» **Verilen metin**
====
2.Sosyal devlet gerçekten muhtaç olanları desteklemek yerine herkes için bir “Tam kasko” ve “24 saat sosyal güvenlik hizmeti” sağlayarak toplumda “yapısal nitelikte ve kronik bir sosyal talep enflasyonu” doğurmuştur. Edimlerini gereksiz derecede artırarak, toplumu kendisine bağımlı hale getiren yapay gereksinmeler yaratmıştır. Sonuç olarak hantal ve devasa bir güce dönüşmüş ve bürokratikleşmiştir. Bu yapısı ile bir yandan vesayetçi bir anlayışla yurttaşların bireysel özgürlüklerini kısıtlamakta, bireysel sorumluluk bilincini ve insiyatifini köreltmekte bir yandan da bunun maliyetlerini topluma ödetmektedir.

3.Özellikle nakdi olarak sunulan sosyal desteklerin, -aslında gereksinmesi olmayanların yararlanması anlamında- ciddi boyutlarda istismarı söz konusudur. Devlet edimlerinden yararlanmanın bir denetim sistemine bağlı olmaması ve “hak” olarak görülmesi istismarı körüklemektedir.
====
Bir veri kaynağından alınan kayıtlar:
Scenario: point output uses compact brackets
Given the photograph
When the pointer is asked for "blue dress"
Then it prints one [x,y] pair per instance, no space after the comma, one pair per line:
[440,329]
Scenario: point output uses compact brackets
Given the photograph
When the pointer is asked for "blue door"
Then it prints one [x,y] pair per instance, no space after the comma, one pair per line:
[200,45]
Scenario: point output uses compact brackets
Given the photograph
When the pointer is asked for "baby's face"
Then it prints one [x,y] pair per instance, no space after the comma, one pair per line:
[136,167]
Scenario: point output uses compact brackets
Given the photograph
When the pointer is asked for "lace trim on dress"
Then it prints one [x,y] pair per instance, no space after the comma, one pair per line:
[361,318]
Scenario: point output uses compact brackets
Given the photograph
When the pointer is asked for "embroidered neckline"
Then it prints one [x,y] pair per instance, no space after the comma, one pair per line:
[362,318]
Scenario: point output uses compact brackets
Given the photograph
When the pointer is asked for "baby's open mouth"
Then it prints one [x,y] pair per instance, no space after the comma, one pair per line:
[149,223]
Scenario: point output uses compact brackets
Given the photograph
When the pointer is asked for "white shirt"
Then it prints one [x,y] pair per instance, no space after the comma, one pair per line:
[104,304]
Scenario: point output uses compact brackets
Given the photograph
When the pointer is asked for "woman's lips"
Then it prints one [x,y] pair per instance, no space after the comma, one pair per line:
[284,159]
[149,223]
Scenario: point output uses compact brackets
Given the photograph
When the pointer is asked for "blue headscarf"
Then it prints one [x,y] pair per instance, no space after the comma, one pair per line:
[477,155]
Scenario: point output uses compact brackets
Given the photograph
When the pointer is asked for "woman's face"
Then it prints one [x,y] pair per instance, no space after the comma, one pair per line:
====
» **Verilen görevler**
- 1) Sosyal devlet metnine göre şu ifadeler doğru mu: (a) Sosyal devlet yalnızca gerçekten muhtaç olanları desteklemiştir. (b) İstismar özellikle nakit olarak verilen sosyal desteklerde görülür. (c) Devletin sağladıklarından yararlanmak bir denetim sistemine bağlıdır. Her birine evet ya da hayır deyip kararı veren sözleri metinden olduğu gibi alıntılayın.
- 2) Sosyal devlet metninde "2.Sosyal devlet gerçekten" sözlerini içeren yerden başlayıp "maliyetlerini topluma ödetmektedir." ile biten bölümü, "hantal" yerine "ağır" koyarak yeniden yazın.

» **Doğru cevaplar**
- 1)
(a) Hayır: "Sosyal devlet gerçekten muhtaç olanları desteklemek yerine herkes için bir “Tam kasko” ve “24 saat sosyal güvenlik hizmeti” sağlayarak"
(b) Evet: "Özellikle nakdi olarak sunulan sosyal desteklerin" ve "ciddi boyutlarda istismarı söz konusudur"
(c) Hayır: "Devlet edimlerinden yararlanmanın bir denetim sistemine bağlı olmaması"

- 2)
2.Sosyal devlet gerçekten muhtaç olanları desteklemek yerine herkes için bir “Tam kasko” ve “24 saat sosyal güvenlik hizmeti” sağlayarak toplumda “yapısal nitelikte ve kronik bir sosyal talep enflasyonu” doğurmuştur. Edimlerini gereksiz derecede artırarak, toplumu kendisine bağımlı hale getiren yapay gereksinmeler yaratmıştır. Sonuç olarak ağır ve devasa bir güce dönüşmüş ve bürokratikleşmiştir. Bu yapısı ile bir yandan vesayetçi bir anlayışla yurttaşların bireysel özgürlüklerini kısıtlamakta, bireysel sorumluluk bilincini ve insiyatifini köreltmekte bir yandan da bunun maliyetlerini topluma ödetmektedir.